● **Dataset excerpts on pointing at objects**
------------------------------
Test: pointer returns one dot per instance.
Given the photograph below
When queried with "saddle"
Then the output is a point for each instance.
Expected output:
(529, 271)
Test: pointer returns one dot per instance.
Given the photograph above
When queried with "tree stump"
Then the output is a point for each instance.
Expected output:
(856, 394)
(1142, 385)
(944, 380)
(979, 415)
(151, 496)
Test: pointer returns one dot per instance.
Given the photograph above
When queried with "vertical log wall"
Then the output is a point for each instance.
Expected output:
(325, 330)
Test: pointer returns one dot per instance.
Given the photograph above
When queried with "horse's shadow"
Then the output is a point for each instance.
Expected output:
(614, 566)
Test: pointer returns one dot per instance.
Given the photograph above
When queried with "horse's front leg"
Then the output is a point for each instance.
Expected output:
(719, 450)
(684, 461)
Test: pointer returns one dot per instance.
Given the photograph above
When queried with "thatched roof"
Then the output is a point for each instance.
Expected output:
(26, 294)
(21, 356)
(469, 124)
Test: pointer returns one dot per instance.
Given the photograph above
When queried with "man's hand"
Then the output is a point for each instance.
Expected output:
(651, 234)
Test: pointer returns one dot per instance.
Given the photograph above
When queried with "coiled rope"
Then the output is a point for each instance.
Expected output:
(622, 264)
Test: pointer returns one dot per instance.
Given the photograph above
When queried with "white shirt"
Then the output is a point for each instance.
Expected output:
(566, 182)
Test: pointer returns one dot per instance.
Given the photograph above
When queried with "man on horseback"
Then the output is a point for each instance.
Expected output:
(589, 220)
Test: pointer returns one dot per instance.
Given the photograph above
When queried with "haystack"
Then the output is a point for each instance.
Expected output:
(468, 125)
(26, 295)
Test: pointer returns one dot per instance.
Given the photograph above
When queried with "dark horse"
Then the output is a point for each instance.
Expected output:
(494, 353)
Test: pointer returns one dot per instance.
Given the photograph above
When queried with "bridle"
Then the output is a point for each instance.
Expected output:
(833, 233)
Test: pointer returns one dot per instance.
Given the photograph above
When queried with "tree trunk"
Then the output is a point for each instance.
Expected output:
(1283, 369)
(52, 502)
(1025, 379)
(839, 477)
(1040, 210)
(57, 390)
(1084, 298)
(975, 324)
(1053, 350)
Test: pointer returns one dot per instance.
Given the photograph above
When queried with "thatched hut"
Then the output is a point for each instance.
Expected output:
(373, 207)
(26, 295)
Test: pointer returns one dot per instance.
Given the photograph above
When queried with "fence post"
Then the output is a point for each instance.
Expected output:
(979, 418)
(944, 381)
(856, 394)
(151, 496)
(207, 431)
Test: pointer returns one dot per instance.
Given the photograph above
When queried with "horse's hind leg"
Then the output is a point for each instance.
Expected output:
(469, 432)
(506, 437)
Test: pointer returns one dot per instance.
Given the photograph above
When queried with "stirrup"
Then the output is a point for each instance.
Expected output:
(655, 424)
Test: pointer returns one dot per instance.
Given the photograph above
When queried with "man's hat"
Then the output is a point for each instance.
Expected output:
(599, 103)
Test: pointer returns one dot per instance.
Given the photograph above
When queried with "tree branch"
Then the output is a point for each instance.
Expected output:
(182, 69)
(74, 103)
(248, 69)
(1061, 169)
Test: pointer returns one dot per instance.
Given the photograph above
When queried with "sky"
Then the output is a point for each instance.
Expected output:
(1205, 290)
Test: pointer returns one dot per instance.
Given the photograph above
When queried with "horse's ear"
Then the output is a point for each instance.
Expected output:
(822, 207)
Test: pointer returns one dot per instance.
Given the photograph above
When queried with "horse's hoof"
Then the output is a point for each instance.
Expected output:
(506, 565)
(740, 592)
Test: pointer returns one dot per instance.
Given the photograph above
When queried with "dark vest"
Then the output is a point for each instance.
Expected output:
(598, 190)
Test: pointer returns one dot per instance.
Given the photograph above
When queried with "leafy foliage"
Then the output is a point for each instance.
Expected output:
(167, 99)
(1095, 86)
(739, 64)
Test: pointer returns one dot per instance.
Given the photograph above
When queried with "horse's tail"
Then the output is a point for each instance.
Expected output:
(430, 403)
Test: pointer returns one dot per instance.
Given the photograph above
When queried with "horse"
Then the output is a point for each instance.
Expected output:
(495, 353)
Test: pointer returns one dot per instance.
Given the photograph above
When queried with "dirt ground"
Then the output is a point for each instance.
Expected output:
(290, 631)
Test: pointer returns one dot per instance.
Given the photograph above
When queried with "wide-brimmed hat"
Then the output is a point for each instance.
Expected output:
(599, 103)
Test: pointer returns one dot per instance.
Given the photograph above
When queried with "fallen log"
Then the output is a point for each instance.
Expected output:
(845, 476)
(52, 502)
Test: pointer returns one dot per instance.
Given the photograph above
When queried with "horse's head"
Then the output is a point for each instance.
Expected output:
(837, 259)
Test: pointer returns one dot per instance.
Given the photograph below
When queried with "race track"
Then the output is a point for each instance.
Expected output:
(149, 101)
------------------------------
● **REQUIRED WORK**
Which lines in the records above contain the string "dark"? Pick out and copy every one of them, matching case exactly.

● **REPLY TO THE TASK**
When queried with "dark horse"
When queried with "dark vest"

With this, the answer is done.